Exercise aim: Pick out every line of the material below that contains the word "goalkeeper", and copy each one.

Entries supplied:
========

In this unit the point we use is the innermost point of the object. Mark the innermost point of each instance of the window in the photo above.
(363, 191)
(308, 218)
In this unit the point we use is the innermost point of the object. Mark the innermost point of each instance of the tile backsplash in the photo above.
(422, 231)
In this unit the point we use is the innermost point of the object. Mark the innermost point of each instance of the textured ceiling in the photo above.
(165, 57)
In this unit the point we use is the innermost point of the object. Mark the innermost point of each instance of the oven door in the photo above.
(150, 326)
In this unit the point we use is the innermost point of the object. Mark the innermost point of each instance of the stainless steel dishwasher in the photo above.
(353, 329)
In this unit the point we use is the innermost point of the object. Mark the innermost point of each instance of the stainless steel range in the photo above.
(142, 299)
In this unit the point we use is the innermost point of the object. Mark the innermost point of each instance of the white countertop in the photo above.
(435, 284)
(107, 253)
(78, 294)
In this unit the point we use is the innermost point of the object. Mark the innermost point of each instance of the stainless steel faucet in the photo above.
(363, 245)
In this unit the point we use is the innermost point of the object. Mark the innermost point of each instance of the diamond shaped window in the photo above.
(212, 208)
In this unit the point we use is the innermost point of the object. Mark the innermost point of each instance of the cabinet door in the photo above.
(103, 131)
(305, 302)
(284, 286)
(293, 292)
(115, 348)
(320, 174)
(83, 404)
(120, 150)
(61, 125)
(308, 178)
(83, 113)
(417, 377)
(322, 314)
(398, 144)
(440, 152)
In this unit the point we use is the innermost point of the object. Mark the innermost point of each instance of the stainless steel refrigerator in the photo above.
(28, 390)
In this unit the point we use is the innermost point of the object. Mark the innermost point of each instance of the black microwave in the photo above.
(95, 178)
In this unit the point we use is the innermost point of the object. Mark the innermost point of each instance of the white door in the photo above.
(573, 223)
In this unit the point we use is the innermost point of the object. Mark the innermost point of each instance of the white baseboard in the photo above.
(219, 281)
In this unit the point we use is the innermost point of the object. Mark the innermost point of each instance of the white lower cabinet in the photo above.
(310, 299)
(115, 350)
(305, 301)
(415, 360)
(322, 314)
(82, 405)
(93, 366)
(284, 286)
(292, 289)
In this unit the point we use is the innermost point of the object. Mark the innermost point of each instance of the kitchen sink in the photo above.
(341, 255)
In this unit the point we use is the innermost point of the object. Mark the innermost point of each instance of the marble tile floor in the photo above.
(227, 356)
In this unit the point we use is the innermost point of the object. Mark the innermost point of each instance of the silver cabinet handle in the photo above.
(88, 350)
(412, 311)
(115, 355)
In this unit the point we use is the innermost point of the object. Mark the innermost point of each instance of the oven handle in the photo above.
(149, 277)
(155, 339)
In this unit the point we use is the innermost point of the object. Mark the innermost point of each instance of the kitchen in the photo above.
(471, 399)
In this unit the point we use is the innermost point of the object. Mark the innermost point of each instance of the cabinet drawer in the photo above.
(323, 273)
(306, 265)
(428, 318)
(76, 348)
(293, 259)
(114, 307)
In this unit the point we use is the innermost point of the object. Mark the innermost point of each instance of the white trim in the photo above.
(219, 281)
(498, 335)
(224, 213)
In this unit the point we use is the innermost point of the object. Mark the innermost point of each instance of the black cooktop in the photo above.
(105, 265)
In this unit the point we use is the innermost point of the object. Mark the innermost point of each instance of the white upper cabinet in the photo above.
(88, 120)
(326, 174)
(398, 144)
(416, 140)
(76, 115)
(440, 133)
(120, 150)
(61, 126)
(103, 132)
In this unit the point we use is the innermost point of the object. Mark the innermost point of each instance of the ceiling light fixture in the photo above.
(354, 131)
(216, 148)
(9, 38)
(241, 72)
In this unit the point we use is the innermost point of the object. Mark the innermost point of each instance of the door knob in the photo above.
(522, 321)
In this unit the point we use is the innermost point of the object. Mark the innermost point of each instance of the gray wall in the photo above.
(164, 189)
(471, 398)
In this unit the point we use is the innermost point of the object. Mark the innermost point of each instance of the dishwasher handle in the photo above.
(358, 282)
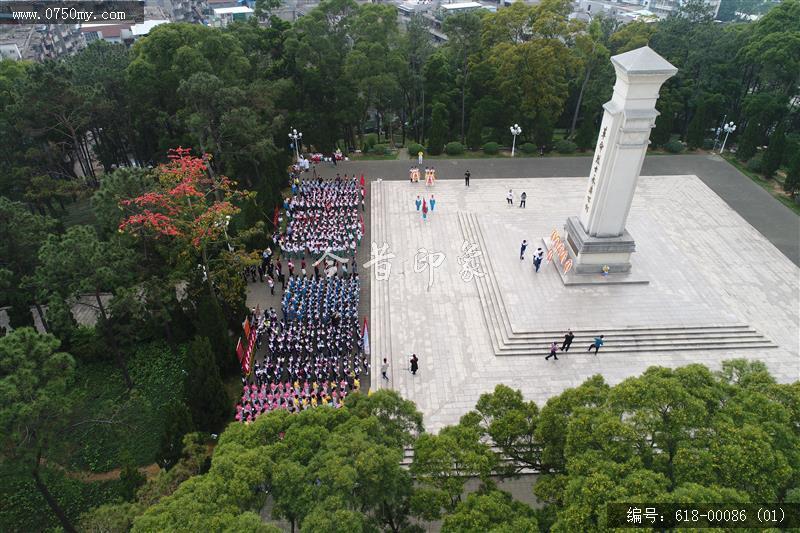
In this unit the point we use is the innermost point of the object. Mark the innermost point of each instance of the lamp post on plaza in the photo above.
(515, 130)
(728, 128)
(297, 138)
(718, 131)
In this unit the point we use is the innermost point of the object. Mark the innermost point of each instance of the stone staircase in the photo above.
(380, 314)
(508, 341)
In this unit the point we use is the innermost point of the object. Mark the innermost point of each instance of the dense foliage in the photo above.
(668, 435)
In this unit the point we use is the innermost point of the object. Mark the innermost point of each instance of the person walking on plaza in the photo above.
(598, 342)
(553, 348)
(537, 259)
(567, 341)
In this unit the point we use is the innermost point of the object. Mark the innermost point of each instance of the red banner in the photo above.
(240, 350)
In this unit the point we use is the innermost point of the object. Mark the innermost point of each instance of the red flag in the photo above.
(240, 350)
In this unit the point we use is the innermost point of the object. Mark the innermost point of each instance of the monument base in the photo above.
(590, 254)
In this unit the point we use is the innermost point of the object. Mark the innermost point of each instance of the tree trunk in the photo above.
(580, 99)
(45, 325)
(48, 497)
(117, 354)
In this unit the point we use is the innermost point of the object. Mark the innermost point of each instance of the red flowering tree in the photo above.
(190, 209)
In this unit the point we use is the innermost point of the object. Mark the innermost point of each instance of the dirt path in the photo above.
(149, 471)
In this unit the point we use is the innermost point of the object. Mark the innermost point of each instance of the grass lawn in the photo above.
(771, 186)
(24, 508)
(79, 212)
(372, 157)
(138, 425)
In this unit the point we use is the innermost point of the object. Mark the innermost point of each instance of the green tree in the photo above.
(122, 184)
(35, 404)
(77, 264)
(443, 463)
(792, 183)
(439, 129)
(208, 401)
(492, 511)
(463, 31)
(510, 422)
(775, 150)
(21, 234)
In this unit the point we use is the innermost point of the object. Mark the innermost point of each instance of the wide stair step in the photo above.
(630, 339)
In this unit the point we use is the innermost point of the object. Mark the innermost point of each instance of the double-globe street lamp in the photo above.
(515, 130)
(296, 138)
(728, 128)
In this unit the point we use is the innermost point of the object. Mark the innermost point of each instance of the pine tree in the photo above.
(697, 129)
(474, 138)
(586, 136)
(774, 154)
(439, 129)
(748, 143)
(205, 393)
(211, 324)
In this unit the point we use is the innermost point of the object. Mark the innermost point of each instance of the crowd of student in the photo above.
(312, 352)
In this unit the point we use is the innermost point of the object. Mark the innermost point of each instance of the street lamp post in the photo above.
(297, 138)
(717, 132)
(515, 130)
(728, 128)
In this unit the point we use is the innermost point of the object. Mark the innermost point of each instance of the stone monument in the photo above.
(597, 237)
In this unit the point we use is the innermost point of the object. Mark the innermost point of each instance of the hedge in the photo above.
(674, 147)
(565, 147)
(491, 148)
(454, 148)
(370, 140)
(755, 163)
(414, 149)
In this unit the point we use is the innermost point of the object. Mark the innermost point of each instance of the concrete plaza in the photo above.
(718, 289)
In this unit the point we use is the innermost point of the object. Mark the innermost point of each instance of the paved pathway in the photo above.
(707, 267)
(774, 220)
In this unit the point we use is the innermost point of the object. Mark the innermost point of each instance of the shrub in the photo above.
(755, 163)
(414, 149)
(565, 147)
(381, 149)
(491, 148)
(674, 146)
(439, 128)
(370, 140)
(454, 148)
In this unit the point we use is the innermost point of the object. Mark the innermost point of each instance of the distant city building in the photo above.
(37, 42)
(10, 51)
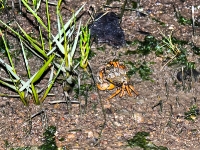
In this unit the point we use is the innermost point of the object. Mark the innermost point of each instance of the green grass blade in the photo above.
(52, 82)
(43, 69)
(31, 40)
(34, 14)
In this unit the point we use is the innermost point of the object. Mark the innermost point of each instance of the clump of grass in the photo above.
(140, 140)
(57, 55)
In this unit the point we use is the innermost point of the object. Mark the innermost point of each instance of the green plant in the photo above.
(192, 113)
(84, 46)
(49, 139)
(58, 48)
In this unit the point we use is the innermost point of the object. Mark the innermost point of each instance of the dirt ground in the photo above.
(88, 127)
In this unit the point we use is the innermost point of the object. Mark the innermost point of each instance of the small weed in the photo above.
(49, 139)
(140, 140)
(192, 113)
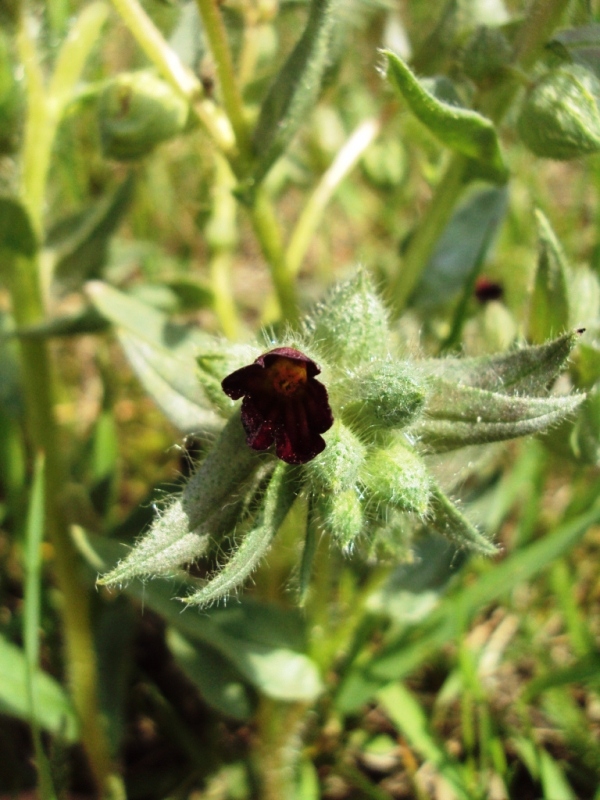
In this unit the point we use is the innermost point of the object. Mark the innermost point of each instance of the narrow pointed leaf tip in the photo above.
(461, 129)
(280, 495)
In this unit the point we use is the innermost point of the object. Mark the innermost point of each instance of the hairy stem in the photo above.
(43, 115)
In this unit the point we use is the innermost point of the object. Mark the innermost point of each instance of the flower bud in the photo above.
(351, 325)
(485, 54)
(137, 111)
(336, 469)
(384, 394)
(396, 476)
(560, 118)
(342, 516)
(11, 101)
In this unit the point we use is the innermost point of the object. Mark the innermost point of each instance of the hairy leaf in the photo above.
(78, 245)
(295, 90)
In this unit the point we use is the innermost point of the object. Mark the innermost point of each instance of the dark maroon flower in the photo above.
(283, 403)
(487, 290)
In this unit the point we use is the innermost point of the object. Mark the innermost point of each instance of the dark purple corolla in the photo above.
(283, 403)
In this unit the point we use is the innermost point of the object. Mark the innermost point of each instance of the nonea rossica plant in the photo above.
(353, 443)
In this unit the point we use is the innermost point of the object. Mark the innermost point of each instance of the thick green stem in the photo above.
(152, 42)
(232, 99)
(222, 237)
(426, 236)
(43, 432)
(280, 726)
(542, 18)
(45, 106)
(268, 233)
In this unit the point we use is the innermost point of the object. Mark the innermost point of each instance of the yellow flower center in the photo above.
(286, 375)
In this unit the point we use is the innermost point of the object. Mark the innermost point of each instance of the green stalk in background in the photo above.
(229, 133)
(543, 16)
(45, 106)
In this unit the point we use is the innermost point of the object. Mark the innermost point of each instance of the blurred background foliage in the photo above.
(138, 219)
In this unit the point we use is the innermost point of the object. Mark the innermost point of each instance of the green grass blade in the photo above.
(31, 617)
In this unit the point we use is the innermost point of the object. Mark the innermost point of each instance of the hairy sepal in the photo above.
(208, 508)
(295, 90)
(461, 129)
(526, 371)
(351, 325)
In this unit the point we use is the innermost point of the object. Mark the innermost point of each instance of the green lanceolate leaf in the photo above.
(351, 325)
(162, 353)
(462, 130)
(447, 520)
(526, 371)
(457, 416)
(53, 709)
(549, 309)
(280, 495)
(295, 90)
(171, 381)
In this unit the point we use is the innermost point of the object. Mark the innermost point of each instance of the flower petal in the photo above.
(296, 441)
(243, 381)
(317, 406)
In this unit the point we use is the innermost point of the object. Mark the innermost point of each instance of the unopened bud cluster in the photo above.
(138, 111)
(559, 118)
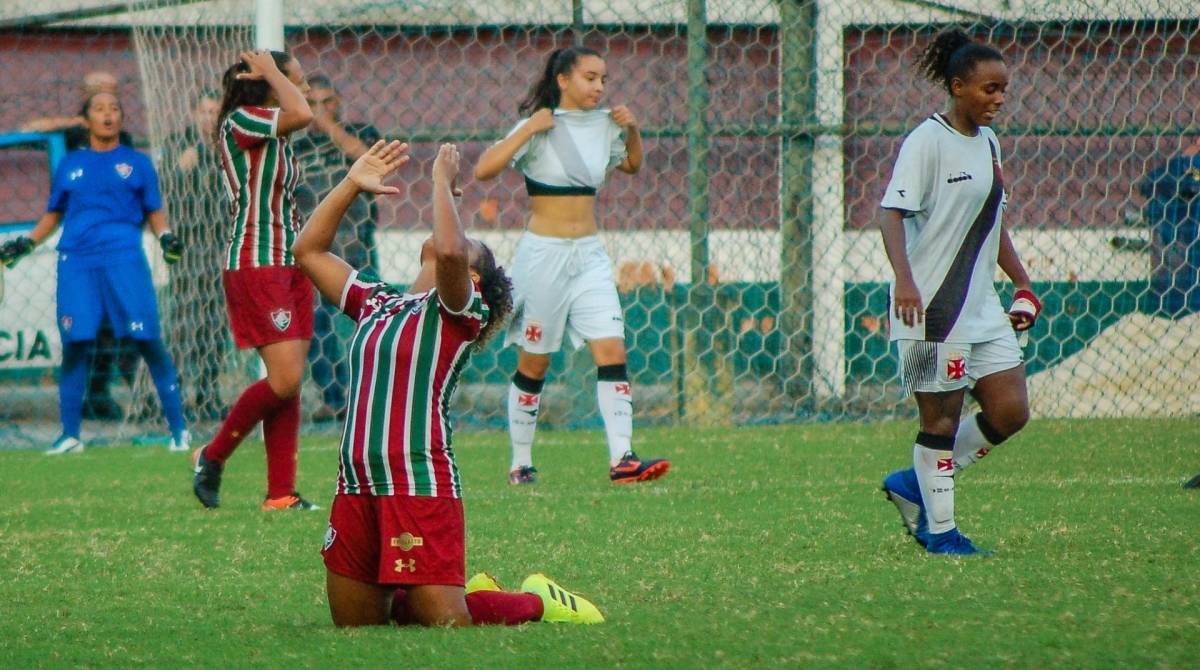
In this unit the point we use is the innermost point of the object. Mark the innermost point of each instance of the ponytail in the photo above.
(952, 55)
(239, 93)
(545, 91)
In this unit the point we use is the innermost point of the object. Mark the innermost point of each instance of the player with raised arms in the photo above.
(102, 196)
(942, 228)
(269, 300)
(395, 549)
(565, 147)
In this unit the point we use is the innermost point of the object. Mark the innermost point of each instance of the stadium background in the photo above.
(755, 287)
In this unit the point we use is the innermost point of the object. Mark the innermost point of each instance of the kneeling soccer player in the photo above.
(395, 545)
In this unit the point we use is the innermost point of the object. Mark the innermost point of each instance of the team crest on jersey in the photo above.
(955, 366)
(281, 318)
(533, 331)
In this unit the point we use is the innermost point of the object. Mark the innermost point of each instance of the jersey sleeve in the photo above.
(59, 193)
(473, 316)
(517, 159)
(912, 177)
(151, 197)
(617, 151)
(252, 126)
(359, 286)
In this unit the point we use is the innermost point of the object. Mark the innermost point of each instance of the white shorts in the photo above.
(563, 286)
(947, 366)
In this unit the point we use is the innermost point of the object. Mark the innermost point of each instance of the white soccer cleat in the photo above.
(181, 442)
(65, 446)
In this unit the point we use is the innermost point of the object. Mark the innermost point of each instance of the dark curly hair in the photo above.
(545, 91)
(239, 93)
(952, 55)
(497, 289)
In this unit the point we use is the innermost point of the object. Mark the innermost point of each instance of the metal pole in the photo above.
(269, 24)
(797, 111)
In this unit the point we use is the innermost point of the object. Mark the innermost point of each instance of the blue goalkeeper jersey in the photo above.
(103, 197)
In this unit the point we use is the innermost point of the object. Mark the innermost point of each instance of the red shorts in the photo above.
(396, 540)
(268, 305)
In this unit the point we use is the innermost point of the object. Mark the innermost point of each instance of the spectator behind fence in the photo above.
(192, 187)
(325, 153)
(1173, 213)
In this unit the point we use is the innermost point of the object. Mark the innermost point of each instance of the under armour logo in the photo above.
(402, 564)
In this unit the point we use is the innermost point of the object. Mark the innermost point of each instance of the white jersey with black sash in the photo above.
(574, 157)
(952, 192)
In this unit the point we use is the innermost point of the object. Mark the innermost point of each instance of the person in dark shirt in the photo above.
(191, 183)
(325, 154)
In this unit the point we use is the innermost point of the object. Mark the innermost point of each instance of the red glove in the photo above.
(1025, 310)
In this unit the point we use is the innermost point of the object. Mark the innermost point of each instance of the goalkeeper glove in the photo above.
(172, 247)
(1025, 309)
(15, 250)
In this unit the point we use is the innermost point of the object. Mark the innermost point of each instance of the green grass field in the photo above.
(763, 548)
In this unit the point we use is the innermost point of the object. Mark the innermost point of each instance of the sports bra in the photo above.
(574, 157)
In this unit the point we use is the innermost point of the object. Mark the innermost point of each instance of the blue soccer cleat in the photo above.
(953, 543)
(904, 491)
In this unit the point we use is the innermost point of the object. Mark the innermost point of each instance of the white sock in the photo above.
(523, 410)
(616, 400)
(970, 444)
(935, 473)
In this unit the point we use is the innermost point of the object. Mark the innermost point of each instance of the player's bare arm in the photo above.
(497, 157)
(625, 119)
(909, 306)
(312, 246)
(450, 246)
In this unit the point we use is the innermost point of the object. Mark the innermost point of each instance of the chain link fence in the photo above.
(753, 280)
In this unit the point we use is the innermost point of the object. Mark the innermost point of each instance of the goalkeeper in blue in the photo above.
(942, 228)
(102, 196)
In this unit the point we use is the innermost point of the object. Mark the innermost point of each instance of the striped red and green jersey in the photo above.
(406, 357)
(261, 174)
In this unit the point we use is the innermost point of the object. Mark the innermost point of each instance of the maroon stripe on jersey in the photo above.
(360, 418)
(397, 414)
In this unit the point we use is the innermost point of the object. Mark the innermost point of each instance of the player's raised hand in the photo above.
(445, 167)
(624, 118)
(259, 61)
(909, 307)
(541, 120)
(381, 160)
(1025, 310)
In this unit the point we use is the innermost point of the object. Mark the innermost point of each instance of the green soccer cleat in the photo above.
(558, 604)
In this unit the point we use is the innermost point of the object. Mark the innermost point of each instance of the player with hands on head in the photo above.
(269, 300)
(565, 147)
(395, 549)
(942, 228)
(102, 196)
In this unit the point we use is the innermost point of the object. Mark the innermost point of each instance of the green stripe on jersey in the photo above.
(425, 351)
(378, 411)
(268, 166)
(249, 124)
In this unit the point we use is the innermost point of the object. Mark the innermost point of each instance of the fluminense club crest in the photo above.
(281, 318)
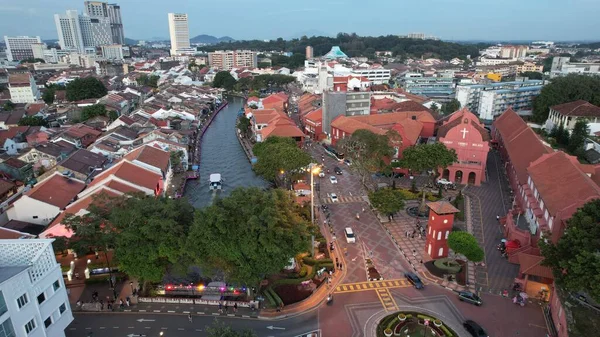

========

Task response:
In this unit the point we use is the innermost point of the object. Mark the innermost point of each instance of the blue goalkeeper jersey in the photo above.
In this unit the point we use is the innermost point of the object. Mark the innermost point of each instance of the goalkeeper glove in the photo above.
In this unit the point we use is the innermost point of the object. Mark the innermost point of each instance of the goalkeeper in blue in the photo above.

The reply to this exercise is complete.